Exercise » Among the entries that follow, find the lines holding "photo" and say how many there are, with no other words.

Given information »
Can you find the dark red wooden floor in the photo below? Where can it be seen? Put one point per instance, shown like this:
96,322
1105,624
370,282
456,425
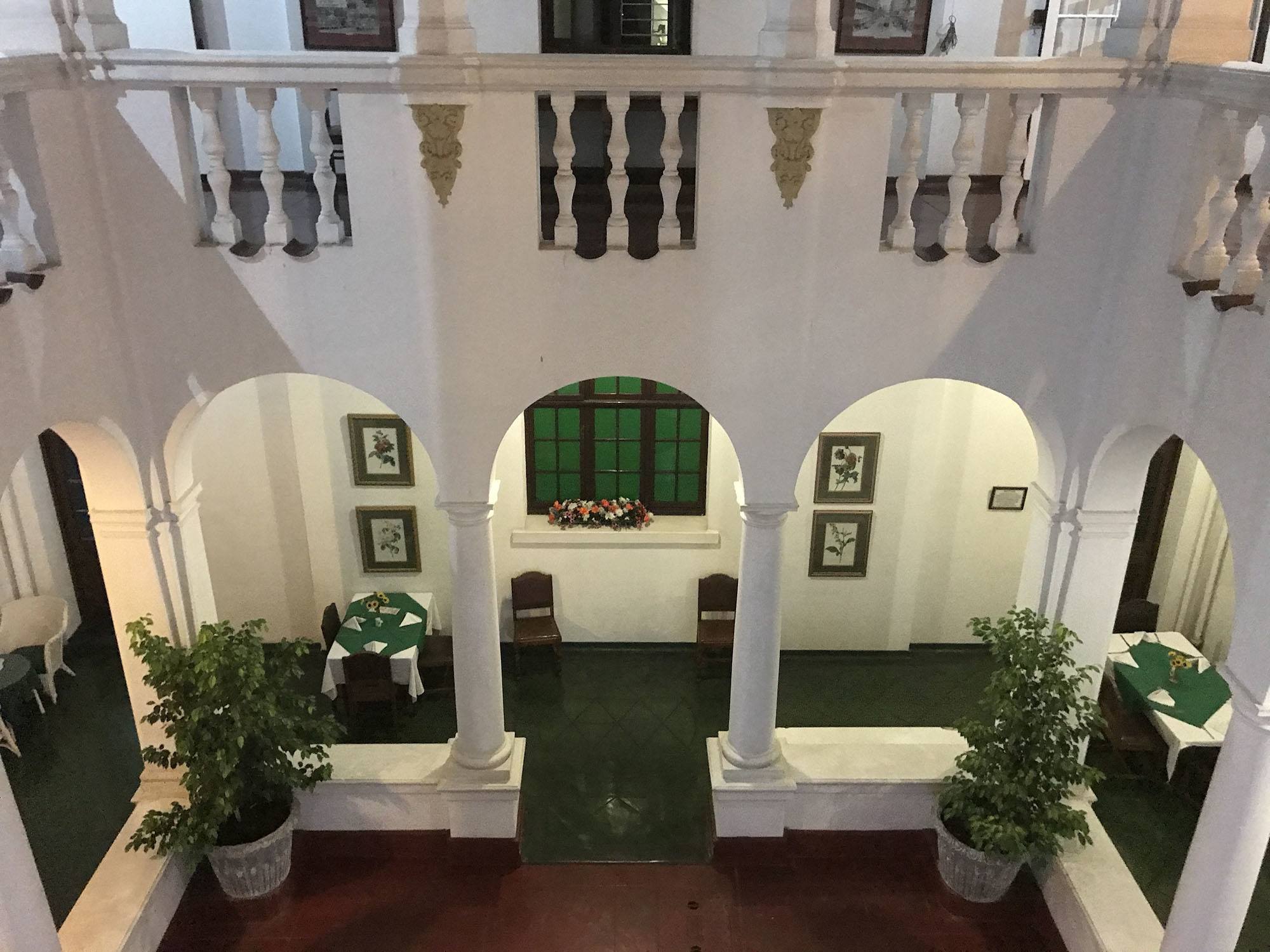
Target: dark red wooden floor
---
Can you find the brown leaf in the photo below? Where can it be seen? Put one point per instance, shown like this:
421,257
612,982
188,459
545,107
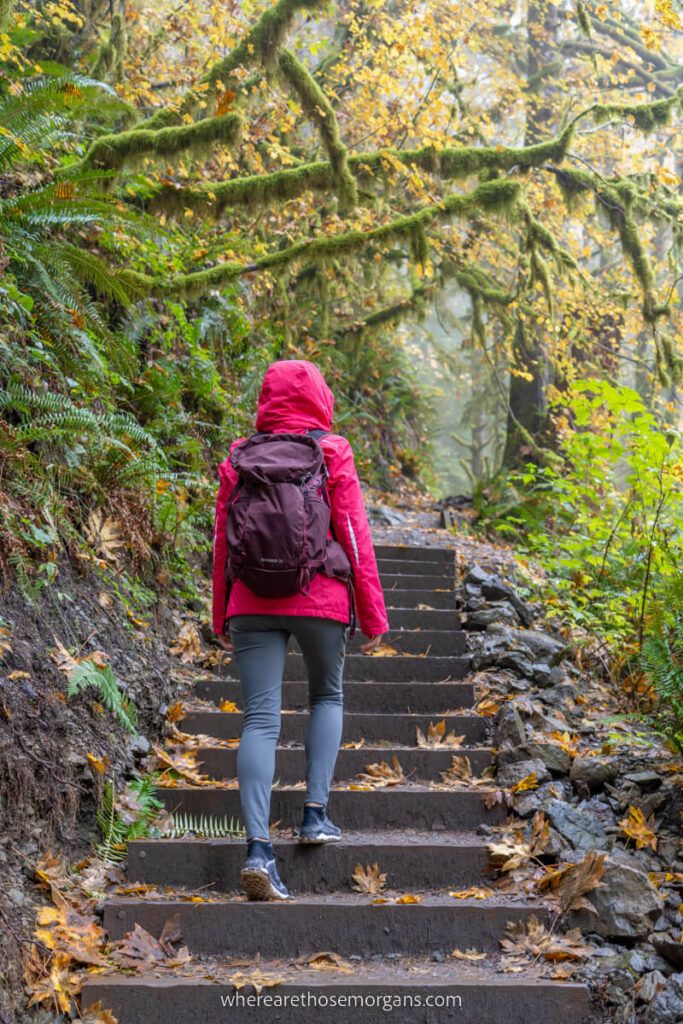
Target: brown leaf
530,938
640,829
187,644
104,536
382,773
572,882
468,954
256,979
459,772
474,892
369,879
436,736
...
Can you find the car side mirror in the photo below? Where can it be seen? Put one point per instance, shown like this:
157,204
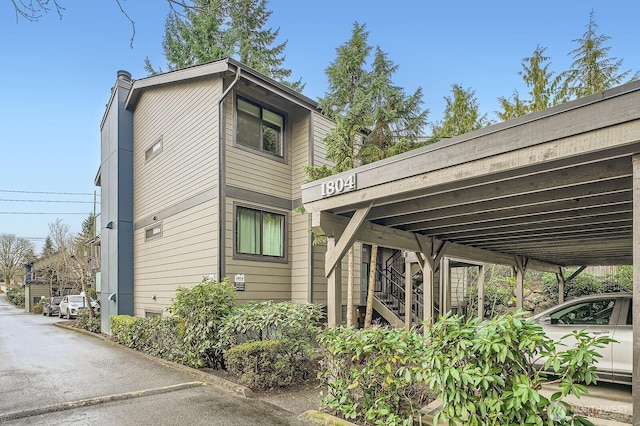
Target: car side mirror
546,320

Reply to the task » 3